━━ EXTRACT

Spins abounded in the slick Kansas track - here, Ryan Newman almost takes out "chasers" Burton, Harvick and Gordon. (LAT Photo) ยป More Photos

Heat, a rock-hard Goodyear tire set and a tricky sealant in seams in the pavement brought half a dozen single-car spins in Sunday's Banquet 400 at Kansas Speedway, most of them in Turn 4.

The temperature, as predicted rose to 94deg, 2deg above the record for the date, making the track slick and the handling chancy. The temperature was 60deg during qualifying Friday and not much warmer during Saturday morning's final practice.

Whatever the reasons, Robby Gordon, Ryan Newman (twice), Reed Sorenson, David Gilliland, Elliott Sadler, Denny Hamlin and hometown favorite Clint Bowyer looped their cars in the fourth turn. Because the field stayed largely spread out around the track most of the day, there was seldom any danger of involving other cars.

Turn 4 was most costly to Bowyer, who had 43 of the 267 laps before spinning o Lap 172. Bowyer, the only NASCAR driver from Kansas, had been the subject of much attention this weekend and was hoping for a better day. He did come back to finish ninth, with a slightly damaged car.

"[Scott] Riggs kind of took my line and made me run whre I didn't want to run," Bowyer admitted. "I was too loose to run high, and I was trying to make something work that I knew better, and I paid for it."

━━━━
━━ RECORDED INFORMATION

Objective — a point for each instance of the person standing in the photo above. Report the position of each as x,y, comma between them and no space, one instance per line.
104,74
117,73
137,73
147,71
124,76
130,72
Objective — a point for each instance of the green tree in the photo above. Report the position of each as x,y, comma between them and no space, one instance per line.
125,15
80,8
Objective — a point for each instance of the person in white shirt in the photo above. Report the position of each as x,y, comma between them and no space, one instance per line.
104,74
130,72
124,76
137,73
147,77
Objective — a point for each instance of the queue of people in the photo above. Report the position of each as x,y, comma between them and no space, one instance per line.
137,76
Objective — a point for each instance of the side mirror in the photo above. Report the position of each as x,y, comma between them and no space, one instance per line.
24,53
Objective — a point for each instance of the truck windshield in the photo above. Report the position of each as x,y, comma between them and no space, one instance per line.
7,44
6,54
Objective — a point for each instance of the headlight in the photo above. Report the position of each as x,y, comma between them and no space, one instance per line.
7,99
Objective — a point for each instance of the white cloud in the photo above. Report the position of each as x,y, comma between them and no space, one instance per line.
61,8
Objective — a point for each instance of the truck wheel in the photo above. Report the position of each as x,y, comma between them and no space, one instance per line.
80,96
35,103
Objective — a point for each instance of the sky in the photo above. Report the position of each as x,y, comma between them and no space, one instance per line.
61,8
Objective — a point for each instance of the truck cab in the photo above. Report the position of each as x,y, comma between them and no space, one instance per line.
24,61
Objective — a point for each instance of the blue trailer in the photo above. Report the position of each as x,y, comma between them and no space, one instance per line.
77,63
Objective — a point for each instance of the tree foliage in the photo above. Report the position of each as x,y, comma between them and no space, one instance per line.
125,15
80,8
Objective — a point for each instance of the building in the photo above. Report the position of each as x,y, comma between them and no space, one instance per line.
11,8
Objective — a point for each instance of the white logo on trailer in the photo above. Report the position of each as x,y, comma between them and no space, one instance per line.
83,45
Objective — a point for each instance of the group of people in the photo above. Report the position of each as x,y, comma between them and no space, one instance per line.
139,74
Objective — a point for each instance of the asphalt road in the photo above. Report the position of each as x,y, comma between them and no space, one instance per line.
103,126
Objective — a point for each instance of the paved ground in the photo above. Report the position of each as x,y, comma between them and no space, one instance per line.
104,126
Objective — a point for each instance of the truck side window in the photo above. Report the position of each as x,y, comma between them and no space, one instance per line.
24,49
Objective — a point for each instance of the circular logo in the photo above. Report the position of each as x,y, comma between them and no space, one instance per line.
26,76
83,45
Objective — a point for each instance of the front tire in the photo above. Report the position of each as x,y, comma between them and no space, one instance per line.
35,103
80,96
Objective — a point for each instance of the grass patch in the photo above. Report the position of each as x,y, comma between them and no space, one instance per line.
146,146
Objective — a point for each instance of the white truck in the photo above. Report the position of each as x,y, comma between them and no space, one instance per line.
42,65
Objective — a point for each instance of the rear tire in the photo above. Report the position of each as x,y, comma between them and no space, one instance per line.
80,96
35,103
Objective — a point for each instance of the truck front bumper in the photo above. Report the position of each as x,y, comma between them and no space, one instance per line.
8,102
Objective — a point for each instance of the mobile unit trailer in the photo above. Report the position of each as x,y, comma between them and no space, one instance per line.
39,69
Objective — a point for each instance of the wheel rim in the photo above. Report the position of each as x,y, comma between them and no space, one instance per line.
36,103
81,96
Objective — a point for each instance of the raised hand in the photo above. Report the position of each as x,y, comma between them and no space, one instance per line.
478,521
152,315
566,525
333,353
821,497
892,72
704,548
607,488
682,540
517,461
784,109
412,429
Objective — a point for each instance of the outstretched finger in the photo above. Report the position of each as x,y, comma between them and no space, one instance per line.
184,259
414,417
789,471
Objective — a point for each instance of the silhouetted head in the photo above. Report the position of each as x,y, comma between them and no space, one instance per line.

━━━━

> EXERCISE DESCRIPTION: Continue the Kansas Speedway race report from the end of Bowyer's quote.

> THE RESPONSE:
Hamlin, second in points, spun on Lap 153 after running as high as eighth. Hamlin, second in points, finished 18th but maintained second in points, with many of the rest of the playoff contenders also experiencing trouble at the end.

Why Turn 4? "The tire, in my opinion, was too hard, and you had to loosen your car up," said Mark Martin, who finished third. "It had a real huge swing [in handling] from being full of gas to empty gas, so you had to start out ridiculous loose.

"Then there were the tar strips. I almost crashed early in the race up there because the tar strips were slick. Later in the race, I don't think they were as slick, but I never ran across them again. I just stayed away from them."

Winner Tony Stewart more or less agreed.
"The seams were a little bit tough today, and it wasn't because of the transitions in the seam, it was just the material that they use,- whether it's a caulking or whatever it is.

"When it got hot, it got really slippery, so you had to be really careful every time you transitioned across those seams. Other than that, it about bit us three or four times."

Several teams reported trouble in making their cars handle, for whatever reasons. Most puzzled seemed to be the teams of two of the playoff contenders, Matt Kenseth and Kevin Harvick.

Kenseth, struggling to find traction through three playoff races, was pretty awful all day. Kenseth, who finished 23rd, puttered in the 20s most of the afternoon, making multiple pit stops in attempts to correct the problems.

"I probably drove about 800 miles, but I don't know what we had wrong," he said, still puzzled. "They changed everything on it today. The car was real good in the tunnel, it was aligned right, but it was terrible loose all day. No matter what we changed, it didn't fix it.

"I'm real proud of my guys. I think they changed tires about 20 times and moved the rear end and set the toe-in and did all kinds of stuff, so they did a great job. We just didn't have it."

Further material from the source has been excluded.